[MATERIAL TO PROCESS]
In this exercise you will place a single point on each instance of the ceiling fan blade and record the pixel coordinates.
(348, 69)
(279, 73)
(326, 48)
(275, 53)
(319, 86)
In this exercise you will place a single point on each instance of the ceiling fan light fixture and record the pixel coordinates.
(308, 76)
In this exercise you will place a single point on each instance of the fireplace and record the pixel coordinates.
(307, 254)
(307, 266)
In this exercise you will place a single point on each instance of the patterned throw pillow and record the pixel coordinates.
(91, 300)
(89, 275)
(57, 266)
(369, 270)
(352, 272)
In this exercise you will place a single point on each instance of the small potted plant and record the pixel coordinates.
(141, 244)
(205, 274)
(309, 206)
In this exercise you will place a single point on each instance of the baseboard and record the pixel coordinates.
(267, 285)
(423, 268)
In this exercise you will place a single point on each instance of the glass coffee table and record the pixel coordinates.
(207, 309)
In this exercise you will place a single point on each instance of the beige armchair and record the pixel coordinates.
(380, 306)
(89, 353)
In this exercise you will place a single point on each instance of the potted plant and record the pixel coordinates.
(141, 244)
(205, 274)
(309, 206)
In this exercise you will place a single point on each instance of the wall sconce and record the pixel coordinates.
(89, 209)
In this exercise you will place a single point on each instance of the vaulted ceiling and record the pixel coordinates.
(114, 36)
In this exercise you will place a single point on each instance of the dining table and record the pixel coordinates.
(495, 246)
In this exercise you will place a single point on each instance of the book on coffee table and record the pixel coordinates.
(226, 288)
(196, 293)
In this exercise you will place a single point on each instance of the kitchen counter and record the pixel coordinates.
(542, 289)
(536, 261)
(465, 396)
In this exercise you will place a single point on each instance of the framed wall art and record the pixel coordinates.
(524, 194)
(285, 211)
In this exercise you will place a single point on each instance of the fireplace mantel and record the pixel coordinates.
...
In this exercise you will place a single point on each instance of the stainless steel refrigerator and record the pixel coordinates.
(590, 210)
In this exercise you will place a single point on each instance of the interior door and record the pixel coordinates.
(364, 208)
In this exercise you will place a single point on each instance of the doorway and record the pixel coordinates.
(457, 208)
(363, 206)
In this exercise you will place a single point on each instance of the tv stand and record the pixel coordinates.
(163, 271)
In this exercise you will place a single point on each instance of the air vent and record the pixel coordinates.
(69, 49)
* * *
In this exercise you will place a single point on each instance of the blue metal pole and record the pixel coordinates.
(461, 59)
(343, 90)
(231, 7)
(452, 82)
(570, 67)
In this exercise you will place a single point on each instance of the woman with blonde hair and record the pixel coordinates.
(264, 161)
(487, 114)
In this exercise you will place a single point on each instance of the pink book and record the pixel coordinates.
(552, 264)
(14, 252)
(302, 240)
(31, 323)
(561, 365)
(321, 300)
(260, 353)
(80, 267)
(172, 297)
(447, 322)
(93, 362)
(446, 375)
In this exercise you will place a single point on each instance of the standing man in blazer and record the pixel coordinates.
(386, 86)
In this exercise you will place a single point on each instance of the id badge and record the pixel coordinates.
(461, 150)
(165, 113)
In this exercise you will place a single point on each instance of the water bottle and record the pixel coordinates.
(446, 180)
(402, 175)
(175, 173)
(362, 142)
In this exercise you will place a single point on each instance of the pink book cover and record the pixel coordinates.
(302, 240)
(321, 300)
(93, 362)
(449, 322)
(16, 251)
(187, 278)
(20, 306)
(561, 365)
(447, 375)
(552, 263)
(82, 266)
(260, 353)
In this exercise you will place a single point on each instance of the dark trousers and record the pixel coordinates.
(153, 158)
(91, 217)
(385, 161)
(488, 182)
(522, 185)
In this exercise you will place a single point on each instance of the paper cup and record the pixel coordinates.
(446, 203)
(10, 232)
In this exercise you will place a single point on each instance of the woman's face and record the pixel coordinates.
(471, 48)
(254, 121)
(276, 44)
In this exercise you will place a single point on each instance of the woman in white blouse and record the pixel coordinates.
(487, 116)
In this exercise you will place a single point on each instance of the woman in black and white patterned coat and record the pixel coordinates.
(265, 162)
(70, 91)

[WHAT YOU HAVE TO DO]
The lines above starting at the one that contains "counter and record the pixel coordinates." and ending at the one that contains "mantel and record the pixel coordinates." must be transcribed exactly, and no other lines may appear.

[WRITTEN SOLUTION]
In this exercise you will place a single point on each instance of the kitchen counter and record the pixel coordinates.
(542, 289)
(536, 261)
(465, 396)
In this exercise you will place a single point on each instance of the framed wall art and record the pixel coordinates.
(524, 194)
(285, 211)
In this exercise you will place a single point on each instance of the fireplace mantel and record the pixel coordinates.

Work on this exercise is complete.